▶ What needs to be done
Restate all entries exactly. Skip the images.

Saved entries
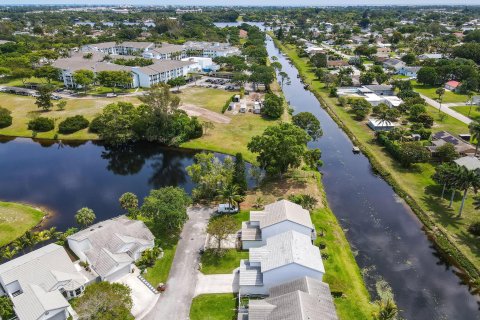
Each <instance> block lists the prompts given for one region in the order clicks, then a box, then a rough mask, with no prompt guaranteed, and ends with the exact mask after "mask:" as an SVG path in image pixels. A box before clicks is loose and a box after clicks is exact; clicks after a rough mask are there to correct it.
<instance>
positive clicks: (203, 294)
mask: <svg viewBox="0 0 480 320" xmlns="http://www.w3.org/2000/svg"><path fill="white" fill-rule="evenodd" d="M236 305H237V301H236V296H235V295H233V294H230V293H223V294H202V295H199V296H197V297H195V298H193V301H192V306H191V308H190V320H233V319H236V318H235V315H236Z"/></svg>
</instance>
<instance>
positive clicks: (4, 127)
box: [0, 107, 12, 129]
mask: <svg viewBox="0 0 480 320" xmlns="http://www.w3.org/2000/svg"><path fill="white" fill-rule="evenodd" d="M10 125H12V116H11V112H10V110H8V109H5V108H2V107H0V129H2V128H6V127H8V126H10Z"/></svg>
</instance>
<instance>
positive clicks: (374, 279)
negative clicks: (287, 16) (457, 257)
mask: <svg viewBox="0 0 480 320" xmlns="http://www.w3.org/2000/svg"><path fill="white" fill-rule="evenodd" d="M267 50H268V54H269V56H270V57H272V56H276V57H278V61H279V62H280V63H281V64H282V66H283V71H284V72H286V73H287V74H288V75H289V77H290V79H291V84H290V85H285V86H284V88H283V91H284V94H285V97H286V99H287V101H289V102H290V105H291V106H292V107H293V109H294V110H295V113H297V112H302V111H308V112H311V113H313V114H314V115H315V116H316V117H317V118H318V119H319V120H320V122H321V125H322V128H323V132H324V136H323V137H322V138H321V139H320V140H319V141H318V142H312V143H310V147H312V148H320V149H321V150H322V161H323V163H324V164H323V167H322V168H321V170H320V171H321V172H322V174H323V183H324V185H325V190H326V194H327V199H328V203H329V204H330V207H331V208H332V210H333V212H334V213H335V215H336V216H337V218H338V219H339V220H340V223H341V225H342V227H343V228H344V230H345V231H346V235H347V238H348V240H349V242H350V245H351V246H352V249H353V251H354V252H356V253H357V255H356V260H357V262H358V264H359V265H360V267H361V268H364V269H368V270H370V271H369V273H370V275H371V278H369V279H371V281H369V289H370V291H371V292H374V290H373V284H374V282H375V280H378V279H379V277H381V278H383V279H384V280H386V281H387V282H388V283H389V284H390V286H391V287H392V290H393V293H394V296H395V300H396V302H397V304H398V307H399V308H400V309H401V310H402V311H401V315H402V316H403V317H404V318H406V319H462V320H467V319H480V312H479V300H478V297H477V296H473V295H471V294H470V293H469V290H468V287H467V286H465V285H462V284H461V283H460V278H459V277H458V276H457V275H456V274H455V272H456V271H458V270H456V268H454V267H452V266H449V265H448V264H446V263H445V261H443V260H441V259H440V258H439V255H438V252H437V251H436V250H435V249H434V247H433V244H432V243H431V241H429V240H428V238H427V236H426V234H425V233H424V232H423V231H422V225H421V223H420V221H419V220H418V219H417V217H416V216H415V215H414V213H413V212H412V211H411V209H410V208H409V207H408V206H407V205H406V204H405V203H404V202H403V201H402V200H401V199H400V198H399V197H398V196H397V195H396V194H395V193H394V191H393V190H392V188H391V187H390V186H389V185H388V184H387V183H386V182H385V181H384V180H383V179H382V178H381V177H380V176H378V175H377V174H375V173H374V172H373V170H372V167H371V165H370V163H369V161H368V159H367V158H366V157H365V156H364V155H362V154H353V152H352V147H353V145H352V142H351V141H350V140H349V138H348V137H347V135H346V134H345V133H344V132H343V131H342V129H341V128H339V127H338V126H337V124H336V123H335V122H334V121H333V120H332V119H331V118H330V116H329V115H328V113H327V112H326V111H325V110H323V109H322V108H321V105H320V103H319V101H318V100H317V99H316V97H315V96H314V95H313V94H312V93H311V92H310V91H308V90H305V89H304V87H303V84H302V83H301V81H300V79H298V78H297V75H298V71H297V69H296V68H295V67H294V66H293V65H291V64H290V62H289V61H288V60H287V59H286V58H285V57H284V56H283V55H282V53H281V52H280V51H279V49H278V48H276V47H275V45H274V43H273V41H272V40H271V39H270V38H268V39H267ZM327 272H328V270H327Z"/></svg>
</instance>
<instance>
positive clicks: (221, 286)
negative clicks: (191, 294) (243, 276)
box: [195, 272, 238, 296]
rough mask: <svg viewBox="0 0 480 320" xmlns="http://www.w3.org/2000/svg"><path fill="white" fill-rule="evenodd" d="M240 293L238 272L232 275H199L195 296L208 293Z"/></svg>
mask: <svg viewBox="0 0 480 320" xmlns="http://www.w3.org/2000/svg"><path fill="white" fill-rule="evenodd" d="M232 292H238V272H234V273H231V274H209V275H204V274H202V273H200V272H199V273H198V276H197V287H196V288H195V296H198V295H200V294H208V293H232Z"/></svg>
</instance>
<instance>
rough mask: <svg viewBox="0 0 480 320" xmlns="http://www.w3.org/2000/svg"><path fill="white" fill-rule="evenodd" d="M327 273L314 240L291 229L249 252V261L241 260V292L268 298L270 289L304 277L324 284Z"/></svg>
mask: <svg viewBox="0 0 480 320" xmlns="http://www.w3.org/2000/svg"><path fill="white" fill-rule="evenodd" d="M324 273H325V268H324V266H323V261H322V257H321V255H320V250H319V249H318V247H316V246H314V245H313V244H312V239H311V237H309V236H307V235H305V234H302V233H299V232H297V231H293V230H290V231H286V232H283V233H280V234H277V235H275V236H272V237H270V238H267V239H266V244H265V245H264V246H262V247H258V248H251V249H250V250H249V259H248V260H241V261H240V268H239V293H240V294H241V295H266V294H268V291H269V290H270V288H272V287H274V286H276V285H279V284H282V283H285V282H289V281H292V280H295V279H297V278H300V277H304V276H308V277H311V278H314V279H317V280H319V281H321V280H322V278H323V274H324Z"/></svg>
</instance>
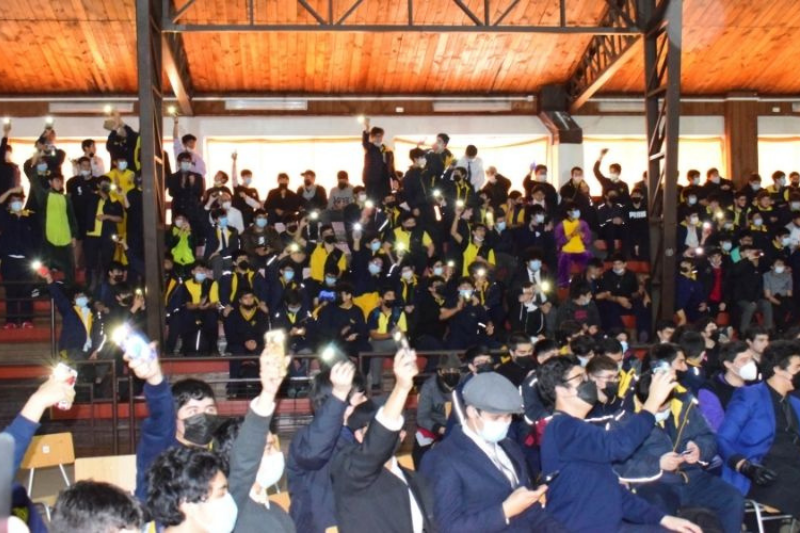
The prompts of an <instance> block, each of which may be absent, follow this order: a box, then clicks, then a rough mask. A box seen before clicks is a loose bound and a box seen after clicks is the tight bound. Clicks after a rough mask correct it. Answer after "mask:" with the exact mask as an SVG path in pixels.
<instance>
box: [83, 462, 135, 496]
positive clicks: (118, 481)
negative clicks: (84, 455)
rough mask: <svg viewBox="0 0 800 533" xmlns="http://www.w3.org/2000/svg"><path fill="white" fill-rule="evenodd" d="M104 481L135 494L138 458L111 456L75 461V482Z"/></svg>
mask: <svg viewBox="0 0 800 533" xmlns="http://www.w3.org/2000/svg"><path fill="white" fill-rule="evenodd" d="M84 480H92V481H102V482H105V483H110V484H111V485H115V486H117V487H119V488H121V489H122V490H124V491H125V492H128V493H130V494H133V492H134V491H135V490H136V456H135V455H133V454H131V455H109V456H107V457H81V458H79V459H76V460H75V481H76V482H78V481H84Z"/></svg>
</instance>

▶ Answer to this problem
Each <instance> block lists the prompts given for one region in the order clicks, then a box, then a rough mask, with no prompt guaranteed, and ends with the exact mask after "mask:" as an SVG path in image pixels. A box before clicks is loose and a box after clicks is exact; clicks after a rough mask are there to correct it.
<instance>
positive clicks: (203, 294)
mask: <svg viewBox="0 0 480 320" xmlns="http://www.w3.org/2000/svg"><path fill="white" fill-rule="evenodd" d="M236 305H237V301H236V296H235V295H233V294H230V293H223V294H202V295H199V296H197V297H195V298H193V301H192V306H191V308H190V320H233V319H236V318H235V315H236Z"/></svg>
</instance>
<instance>
positive clicks: (4, 127)
box: [0, 107, 12, 129]
mask: <svg viewBox="0 0 480 320" xmlns="http://www.w3.org/2000/svg"><path fill="white" fill-rule="evenodd" d="M10 125H12V116H11V112H10V110H8V109H5V108H2V107H0V129H2V128H6V127H8V126H10Z"/></svg>
</instance>
<instance>
positive clicks: (374, 279)
negative clicks: (287, 16) (457, 257)
mask: <svg viewBox="0 0 480 320" xmlns="http://www.w3.org/2000/svg"><path fill="white" fill-rule="evenodd" d="M267 50H268V54H269V56H270V57H272V56H276V57H278V61H279V62H280V63H281V64H282V66H283V71H284V72H286V73H287V74H288V75H289V77H290V79H291V84H290V85H285V86H284V88H283V91H284V94H285V97H286V99H287V101H289V102H290V105H291V106H292V107H293V109H294V110H295V113H297V112H302V111H308V112H311V113H313V114H314V115H315V116H316V117H317V118H318V119H319V120H320V122H321V125H322V128H323V132H324V136H323V137H322V138H321V139H320V140H319V141H318V142H312V143H310V147H312V148H320V149H321V150H322V161H323V163H324V164H323V167H322V168H321V170H320V171H321V172H322V174H323V183H324V185H325V190H326V194H327V199H328V203H329V204H330V207H331V208H332V210H333V212H334V213H335V215H336V216H337V218H338V219H339V220H340V223H341V225H342V227H343V228H344V230H345V231H346V235H347V238H348V240H349V242H350V245H351V246H352V249H353V251H354V252H356V253H357V255H356V260H357V262H358V264H359V265H360V267H361V268H364V269H368V270H370V271H369V273H370V275H371V278H369V279H371V281H369V289H370V291H371V292H374V290H373V284H374V282H375V280H378V279H379V277H381V278H383V279H384V280H386V281H387V282H388V283H389V284H390V286H391V287H392V290H393V293H394V296H395V300H396V302H397V304H398V307H399V308H400V309H401V310H402V311H401V315H402V316H403V317H404V318H406V319H462V320H467V319H480V312H479V300H478V297H477V296H473V295H471V294H470V293H469V290H468V287H467V286H465V285H462V284H461V283H460V278H459V277H458V276H457V275H456V274H455V272H456V271H458V270H456V268H454V267H452V266H449V265H448V264H446V263H445V261H443V260H441V259H440V258H439V255H438V252H437V251H436V250H435V249H434V247H433V244H432V243H431V241H429V240H428V238H427V236H426V234H425V233H424V232H423V231H422V225H421V223H420V221H419V220H418V219H417V217H416V216H415V215H414V213H413V212H412V211H411V209H410V208H409V207H408V206H407V205H406V204H405V203H404V202H403V201H402V200H401V199H400V198H399V197H398V196H397V195H396V194H395V193H394V191H393V190H392V188H391V187H390V186H389V185H388V184H387V183H386V182H385V181H384V180H383V179H382V178H381V177H380V176H378V175H377V174H375V173H374V172H373V170H372V167H371V165H370V163H369V161H368V159H367V158H366V157H365V156H364V155H362V154H353V152H352V147H353V145H352V142H351V141H350V140H349V138H348V137H347V135H346V134H345V133H344V132H343V131H342V129H341V128H339V127H338V126H337V124H336V123H335V122H334V121H333V120H332V119H331V118H330V116H329V115H328V113H327V112H326V111H325V110H323V109H322V108H321V105H320V103H319V101H318V100H317V99H316V97H315V96H314V95H313V94H312V93H311V92H310V91H308V90H305V89H304V87H303V84H302V83H301V81H300V79H298V78H297V75H298V71H297V69H296V68H295V67H294V66H293V65H291V64H290V62H289V61H288V60H287V59H286V58H285V57H284V56H283V55H282V53H281V52H280V51H279V49H278V48H276V47H275V45H274V43H273V41H272V40H271V39H270V38H268V39H267ZM327 272H328V270H327Z"/></svg>
</instance>
<instance>
positive clicks: (221, 286)
negative clicks: (191, 294) (243, 276)
box: [195, 272, 238, 296]
rough mask: <svg viewBox="0 0 480 320" xmlns="http://www.w3.org/2000/svg"><path fill="white" fill-rule="evenodd" d="M240 293L238 272L232 275H199L195 296L208 293Z"/></svg>
mask: <svg viewBox="0 0 480 320" xmlns="http://www.w3.org/2000/svg"><path fill="white" fill-rule="evenodd" d="M232 292H238V272H234V273H231V274H209V275H204V274H202V273H200V272H199V273H198V276H197V287H196V288H195V296H198V295H200V294H208V293H232Z"/></svg>
</instance>
<instance>
rough mask: <svg viewBox="0 0 480 320" xmlns="http://www.w3.org/2000/svg"><path fill="white" fill-rule="evenodd" d="M327 273L314 240L291 229L249 252V261L241 260V292L268 298L270 289L304 277L324 284Z"/></svg>
mask: <svg viewBox="0 0 480 320" xmlns="http://www.w3.org/2000/svg"><path fill="white" fill-rule="evenodd" d="M324 273H325V268H324V266H323V261H322V257H321V255H320V250H319V249H318V247H316V246H314V245H313V244H312V239H311V237H309V236H307V235H305V234H302V233H299V232H297V231H293V230H290V231H286V232H283V233H280V234H277V235H275V236H272V237H270V238H267V239H266V244H265V245H264V246H262V247H258V248H251V249H250V250H249V259H248V260H241V261H240V268H239V293H240V294H241V295H266V294H268V291H269V290H270V288H272V287H274V286H276V285H279V284H282V283H285V282H289V281H292V280H295V279H297V278H300V277H304V276H308V277H311V278H314V279H317V280H319V281H321V280H322V278H323V274H324Z"/></svg>
</instance>
The prompts of an <instance> block, each of which may be absent, follow this order: a box, then clicks, then a rough mask. A box seen before clicks is a loose bound and a box seen after clicks is the tight bound. Clicks after a rough mask correct it. Answer after "mask:" with the exact mask as an SVG path in pixels.
<instance>
box: [83, 462, 135, 496]
positive clicks: (118, 481)
negative clicks: (84, 455)
rough mask: <svg viewBox="0 0 800 533" xmlns="http://www.w3.org/2000/svg"><path fill="white" fill-rule="evenodd" d="M104 481L135 494L138 458L111 456L75 461V482Z"/></svg>
mask: <svg viewBox="0 0 800 533" xmlns="http://www.w3.org/2000/svg"><path fill="white" fill-rule="evenodd" d="M84 480H92V481H102V482H105V483H110V484H111V485H115V486H117V487H119V488H121V489H122V490H124V491H125V492H128V493H130V494H133V492H134V491H135V490H136V456H135V455H133V454H131V455H109V456H107V457H81V458H79V459H76V460H75V481H76V482H78V481H84Z"/></svg>
</instance>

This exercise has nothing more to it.